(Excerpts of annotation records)
^^^^^^^^^^^^^^^^

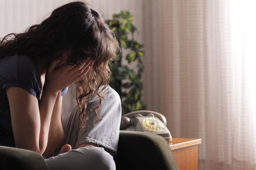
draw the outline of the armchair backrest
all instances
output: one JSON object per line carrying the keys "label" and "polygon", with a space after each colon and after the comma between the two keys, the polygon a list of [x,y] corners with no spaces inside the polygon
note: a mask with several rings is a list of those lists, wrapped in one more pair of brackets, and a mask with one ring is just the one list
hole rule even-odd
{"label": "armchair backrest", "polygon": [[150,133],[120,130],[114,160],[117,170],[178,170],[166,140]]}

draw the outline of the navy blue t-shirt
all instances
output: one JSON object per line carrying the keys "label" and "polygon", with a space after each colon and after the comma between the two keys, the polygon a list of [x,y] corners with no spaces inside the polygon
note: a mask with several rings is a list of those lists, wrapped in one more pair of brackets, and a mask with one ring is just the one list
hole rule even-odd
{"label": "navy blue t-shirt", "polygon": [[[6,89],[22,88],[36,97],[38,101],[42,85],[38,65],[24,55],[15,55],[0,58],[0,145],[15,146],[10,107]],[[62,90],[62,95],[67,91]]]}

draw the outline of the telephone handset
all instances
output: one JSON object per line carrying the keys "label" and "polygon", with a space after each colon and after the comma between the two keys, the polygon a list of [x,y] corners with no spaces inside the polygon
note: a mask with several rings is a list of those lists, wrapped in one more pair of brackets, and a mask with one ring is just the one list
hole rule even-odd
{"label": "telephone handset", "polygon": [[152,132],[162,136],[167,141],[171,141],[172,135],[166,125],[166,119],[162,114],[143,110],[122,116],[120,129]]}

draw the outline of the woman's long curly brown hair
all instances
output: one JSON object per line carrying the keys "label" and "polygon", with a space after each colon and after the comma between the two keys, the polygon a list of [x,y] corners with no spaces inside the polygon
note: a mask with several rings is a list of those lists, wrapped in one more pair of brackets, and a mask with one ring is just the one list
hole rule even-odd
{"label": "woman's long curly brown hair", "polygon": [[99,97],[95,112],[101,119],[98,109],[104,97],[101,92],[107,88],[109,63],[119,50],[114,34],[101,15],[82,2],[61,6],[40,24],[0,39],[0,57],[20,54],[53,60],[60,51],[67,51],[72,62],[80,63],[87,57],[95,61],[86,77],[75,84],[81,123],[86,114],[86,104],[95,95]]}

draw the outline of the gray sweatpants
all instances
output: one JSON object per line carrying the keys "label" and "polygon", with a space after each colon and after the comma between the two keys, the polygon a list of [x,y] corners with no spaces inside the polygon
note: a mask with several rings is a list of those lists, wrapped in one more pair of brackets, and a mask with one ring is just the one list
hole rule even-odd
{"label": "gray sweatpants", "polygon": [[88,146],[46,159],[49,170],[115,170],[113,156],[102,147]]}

^^^^^^^^^^^^^^^^

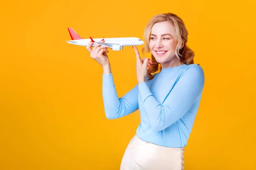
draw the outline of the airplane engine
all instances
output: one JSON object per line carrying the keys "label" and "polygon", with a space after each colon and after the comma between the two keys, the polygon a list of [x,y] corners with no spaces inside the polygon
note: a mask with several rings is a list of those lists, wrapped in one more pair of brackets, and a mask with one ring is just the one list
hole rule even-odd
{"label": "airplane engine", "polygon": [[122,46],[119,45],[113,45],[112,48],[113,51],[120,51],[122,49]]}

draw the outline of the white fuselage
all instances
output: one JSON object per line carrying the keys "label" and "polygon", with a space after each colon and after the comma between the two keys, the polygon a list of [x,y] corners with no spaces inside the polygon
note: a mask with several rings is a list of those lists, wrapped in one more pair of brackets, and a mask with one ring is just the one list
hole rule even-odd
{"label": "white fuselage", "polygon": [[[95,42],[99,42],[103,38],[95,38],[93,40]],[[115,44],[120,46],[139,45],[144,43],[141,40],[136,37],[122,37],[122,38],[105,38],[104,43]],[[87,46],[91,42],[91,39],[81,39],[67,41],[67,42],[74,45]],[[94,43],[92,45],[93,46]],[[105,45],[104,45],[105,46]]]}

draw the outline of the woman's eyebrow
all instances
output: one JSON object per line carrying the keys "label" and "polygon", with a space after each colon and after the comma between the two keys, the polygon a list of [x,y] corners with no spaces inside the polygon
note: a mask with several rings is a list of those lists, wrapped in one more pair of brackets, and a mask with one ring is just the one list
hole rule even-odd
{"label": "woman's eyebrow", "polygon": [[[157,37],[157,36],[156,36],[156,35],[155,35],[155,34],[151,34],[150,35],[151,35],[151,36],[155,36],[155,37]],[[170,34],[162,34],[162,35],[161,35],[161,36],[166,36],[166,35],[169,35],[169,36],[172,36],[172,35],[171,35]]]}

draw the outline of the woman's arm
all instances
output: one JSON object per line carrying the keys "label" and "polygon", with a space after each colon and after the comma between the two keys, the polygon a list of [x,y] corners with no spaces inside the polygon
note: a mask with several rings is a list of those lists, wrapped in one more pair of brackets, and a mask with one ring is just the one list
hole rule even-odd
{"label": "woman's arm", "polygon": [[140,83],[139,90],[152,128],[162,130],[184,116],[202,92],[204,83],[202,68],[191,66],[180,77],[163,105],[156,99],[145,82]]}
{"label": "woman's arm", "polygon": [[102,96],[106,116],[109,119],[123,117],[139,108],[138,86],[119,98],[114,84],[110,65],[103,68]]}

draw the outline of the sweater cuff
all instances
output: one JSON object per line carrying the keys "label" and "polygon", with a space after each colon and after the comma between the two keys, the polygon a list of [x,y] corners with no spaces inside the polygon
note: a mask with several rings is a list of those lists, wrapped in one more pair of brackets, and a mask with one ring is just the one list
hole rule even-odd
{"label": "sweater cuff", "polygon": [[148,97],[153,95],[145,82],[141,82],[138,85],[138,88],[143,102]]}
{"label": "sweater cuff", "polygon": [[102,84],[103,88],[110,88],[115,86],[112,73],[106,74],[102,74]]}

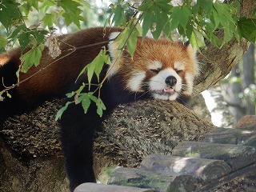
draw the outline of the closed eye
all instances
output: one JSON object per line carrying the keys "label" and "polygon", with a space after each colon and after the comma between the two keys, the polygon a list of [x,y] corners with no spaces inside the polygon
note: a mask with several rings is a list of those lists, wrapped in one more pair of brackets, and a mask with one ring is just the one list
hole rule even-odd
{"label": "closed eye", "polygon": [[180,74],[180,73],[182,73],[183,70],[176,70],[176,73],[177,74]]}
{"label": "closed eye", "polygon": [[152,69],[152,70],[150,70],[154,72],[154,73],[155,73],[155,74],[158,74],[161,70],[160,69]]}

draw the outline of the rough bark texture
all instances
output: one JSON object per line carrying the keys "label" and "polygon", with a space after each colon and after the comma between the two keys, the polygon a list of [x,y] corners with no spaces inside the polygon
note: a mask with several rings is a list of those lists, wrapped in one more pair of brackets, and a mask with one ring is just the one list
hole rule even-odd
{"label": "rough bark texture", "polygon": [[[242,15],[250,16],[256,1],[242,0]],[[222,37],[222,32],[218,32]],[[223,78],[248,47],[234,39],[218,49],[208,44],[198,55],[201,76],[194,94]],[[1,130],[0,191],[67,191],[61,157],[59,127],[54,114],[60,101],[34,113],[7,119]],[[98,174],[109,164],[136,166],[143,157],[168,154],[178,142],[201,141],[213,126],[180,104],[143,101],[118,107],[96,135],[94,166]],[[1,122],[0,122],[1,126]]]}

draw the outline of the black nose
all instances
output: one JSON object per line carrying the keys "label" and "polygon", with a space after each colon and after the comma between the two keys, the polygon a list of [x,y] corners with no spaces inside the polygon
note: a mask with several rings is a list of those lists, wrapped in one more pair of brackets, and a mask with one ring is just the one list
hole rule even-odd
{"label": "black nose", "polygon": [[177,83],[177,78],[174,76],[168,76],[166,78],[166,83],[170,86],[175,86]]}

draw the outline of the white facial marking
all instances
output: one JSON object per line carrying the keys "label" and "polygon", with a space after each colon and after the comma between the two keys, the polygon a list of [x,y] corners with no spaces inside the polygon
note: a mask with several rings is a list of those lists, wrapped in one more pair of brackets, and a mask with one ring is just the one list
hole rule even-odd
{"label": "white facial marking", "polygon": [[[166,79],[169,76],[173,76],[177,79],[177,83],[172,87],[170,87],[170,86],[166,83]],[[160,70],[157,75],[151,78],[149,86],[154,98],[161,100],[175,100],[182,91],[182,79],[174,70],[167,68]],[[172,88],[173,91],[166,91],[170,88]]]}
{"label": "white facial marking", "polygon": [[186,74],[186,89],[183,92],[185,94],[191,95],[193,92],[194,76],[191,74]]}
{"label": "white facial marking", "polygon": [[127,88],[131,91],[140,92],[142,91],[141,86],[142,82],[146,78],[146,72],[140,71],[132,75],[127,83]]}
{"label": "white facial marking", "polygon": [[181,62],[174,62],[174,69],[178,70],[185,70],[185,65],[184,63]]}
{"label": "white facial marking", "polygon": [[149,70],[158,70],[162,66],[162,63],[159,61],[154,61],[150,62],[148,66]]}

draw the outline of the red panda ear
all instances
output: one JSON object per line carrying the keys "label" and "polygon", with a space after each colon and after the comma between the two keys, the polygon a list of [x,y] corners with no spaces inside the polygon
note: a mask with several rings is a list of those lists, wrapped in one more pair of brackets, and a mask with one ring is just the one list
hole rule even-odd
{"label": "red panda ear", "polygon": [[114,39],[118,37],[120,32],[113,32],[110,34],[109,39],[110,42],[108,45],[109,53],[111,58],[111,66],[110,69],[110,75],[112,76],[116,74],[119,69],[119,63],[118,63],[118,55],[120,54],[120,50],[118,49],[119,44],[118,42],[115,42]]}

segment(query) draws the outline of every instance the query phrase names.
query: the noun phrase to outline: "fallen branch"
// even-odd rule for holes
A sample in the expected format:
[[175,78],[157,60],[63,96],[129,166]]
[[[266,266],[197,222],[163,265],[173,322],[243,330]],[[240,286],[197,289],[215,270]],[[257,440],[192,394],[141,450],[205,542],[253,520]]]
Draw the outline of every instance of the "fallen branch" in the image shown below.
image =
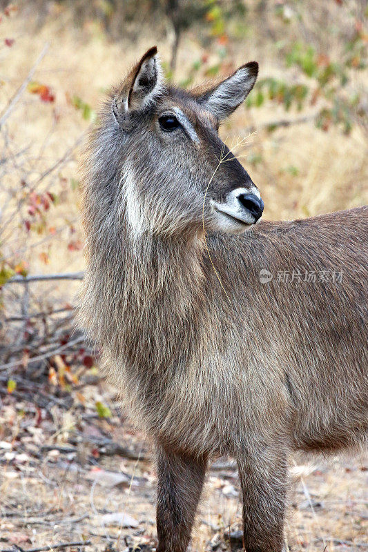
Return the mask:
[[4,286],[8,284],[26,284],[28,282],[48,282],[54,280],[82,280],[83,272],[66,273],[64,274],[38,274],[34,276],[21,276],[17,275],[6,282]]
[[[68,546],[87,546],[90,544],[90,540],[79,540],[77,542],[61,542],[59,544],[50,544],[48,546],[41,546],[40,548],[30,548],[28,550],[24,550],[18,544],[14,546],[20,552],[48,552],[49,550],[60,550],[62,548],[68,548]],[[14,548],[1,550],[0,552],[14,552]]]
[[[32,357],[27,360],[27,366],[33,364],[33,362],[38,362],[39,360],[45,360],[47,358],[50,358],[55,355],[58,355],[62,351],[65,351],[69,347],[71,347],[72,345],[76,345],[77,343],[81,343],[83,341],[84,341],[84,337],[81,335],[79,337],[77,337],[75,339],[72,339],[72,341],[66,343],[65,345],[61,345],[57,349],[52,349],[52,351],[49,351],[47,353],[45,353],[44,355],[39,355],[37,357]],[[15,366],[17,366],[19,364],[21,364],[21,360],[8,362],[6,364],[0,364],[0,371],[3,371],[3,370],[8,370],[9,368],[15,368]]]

^^^^^^^^^^^^^^^^

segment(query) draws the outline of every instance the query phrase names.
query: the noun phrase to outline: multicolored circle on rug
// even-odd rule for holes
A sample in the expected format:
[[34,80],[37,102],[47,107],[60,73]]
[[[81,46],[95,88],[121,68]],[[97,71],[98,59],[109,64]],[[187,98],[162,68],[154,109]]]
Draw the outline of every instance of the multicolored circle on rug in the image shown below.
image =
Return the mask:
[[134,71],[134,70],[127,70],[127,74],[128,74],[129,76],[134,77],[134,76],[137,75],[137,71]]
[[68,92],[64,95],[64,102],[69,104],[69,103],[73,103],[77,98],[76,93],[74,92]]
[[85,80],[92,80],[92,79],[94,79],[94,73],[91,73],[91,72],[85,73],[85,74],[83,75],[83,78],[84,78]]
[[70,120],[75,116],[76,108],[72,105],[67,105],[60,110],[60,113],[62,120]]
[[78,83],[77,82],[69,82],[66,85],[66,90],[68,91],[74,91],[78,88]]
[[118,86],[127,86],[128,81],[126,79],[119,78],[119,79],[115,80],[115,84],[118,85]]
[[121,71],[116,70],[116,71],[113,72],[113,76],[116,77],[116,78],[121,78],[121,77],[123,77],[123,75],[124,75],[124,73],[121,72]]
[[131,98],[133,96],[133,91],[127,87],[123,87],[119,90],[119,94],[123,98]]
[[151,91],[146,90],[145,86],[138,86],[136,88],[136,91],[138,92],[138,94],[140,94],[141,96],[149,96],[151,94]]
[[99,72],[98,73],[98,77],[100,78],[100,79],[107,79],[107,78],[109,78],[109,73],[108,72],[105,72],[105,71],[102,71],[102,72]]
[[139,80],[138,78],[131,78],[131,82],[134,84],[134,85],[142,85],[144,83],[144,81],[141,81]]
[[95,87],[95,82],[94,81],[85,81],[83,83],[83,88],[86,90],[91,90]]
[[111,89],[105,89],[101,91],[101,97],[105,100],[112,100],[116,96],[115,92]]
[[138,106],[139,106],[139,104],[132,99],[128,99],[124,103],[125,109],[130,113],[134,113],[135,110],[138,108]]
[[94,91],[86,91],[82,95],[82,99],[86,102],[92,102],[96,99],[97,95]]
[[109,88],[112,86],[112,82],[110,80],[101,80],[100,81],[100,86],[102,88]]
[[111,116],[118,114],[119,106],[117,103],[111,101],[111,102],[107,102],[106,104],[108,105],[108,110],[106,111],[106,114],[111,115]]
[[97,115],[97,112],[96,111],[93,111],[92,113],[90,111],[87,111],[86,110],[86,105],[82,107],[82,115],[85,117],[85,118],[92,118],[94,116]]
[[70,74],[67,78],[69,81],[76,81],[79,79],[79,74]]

^^^^^^^^^^^^^^^^

Report every line of the material above that contains the string "handset", copying each one in full.

draw the outline of the telephone handset
{"label": "telephone handset", "polygon": [[152,132],[162,136],[167,141],[171,141],[172,135],[166,125],[166,119],[162,114],[143,110],[122,116],[120,129]]}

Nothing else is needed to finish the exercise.